PROMPT ::
Convert the items below into a JSON array of strings with one string per line and no blank lines. Omit the pictures.
━━ LISTING ━━
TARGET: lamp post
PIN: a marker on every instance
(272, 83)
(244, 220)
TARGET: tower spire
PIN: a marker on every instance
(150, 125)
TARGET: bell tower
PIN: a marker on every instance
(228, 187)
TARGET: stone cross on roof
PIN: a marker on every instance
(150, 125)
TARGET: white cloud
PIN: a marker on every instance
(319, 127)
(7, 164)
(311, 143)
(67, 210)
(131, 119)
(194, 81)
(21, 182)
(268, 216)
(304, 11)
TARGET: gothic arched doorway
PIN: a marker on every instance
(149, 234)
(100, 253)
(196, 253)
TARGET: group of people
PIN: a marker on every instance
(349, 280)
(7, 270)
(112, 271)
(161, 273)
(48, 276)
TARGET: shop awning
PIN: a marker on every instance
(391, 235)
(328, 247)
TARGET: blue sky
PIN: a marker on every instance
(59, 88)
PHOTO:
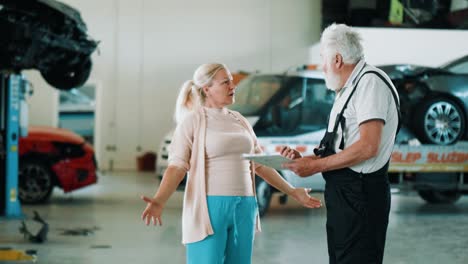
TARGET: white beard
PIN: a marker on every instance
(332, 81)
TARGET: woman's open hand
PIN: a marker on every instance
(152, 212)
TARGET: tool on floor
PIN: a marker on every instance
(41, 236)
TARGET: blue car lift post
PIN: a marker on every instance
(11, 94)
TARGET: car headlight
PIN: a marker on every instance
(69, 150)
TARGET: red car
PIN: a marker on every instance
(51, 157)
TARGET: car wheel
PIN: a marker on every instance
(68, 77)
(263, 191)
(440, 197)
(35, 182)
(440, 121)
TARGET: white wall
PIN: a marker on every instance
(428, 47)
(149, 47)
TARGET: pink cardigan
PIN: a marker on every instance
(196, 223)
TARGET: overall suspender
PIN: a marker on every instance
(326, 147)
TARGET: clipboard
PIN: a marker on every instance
━━━
SOLUTION ::
[
  "TARGET: lamp post",
  "PIN: a marker on every instance",
  "(272, 83)",
  "(244, 220)",
  "TARGET: tower spire",
  "PIN: a marker on every instance",
  "(150, 125)",
  "TARGET: bell tower",
  "PIN: a marker on every instance",
  "(228, 187)",
  "TARGET: stone cross on roof",
  "PIN: a marker on every instance",
  "(150, 125)",
  "TARGET: white cloud",
  "PIN: a marker on every instance",
  "(319, 127)",
  "(7, 164)",
  "(311, 143)",
  "(67, 210)",
  "(131, 119)",
  "(194, 81)",
  "(21, 182)",
  "(268, 216)",
  "(304, 11)",
  "TARGET: gothic arched doorway",
  "PIN: a marker on every instance",
  "(149, 234)",
  "(100, 253)",
  "(196, 253)",
  "TARGET: group of people",
  "PIN: a marker on every instance",
  "(349, 280)",
  "(7, 270)",
  "(112, 271)",
  "(161, 273)",
  "(48, 276)",
  "TARGET: shop awning",
  "PIN: a marker on every instance",
  "(391, 235)",
  "(328, 247)",
  "TARGET: blue sky",
  "PIN: a marker on every instance",
  "(59, 88)",
  "PHOTO:",
  "TARGET: white beard",
  "PIN: a marker on every instance",
  "(332, 81)",
  "TARGET: woman's open hand",
  "PIN: a marker on every instance",
  "(152, 212)",
  "TARGET: tool on floor",
  "PIN: a marker on every instance",
  "(41, 236)",
  "TARGET: blue car lift post",
  "PIN: a marker on every instance",
  "(11, 94)",
  "TARGET: car headlight",
  "PIN: a marker on every instance",
  "(69, 150)",
  "TARGET: red car",
  "PIN: a marker on every instance",
  "(51, 157)",
  "TARGET: car wheel",
  "PIN: a marker on every instance",
  "(68, 77)",
  "(263, 191)",
  "(440, 197)",
  "(35, 182)",
  "(440, 121)",
  "TARGET: white wall",
  "PIN: a marker on every instance",
  "(428, 47)",
  "(149, 47)",
  "TARGET: pink cardigan",
  "PIN: a marker on every instance",
  "(196, 223)",
  "TARGET: overall suspender",
  "PIN: a marker on every instance",
  "(326, 147)",
  "TARGET: clipboard",
  "PIN: a marker on every instance"
]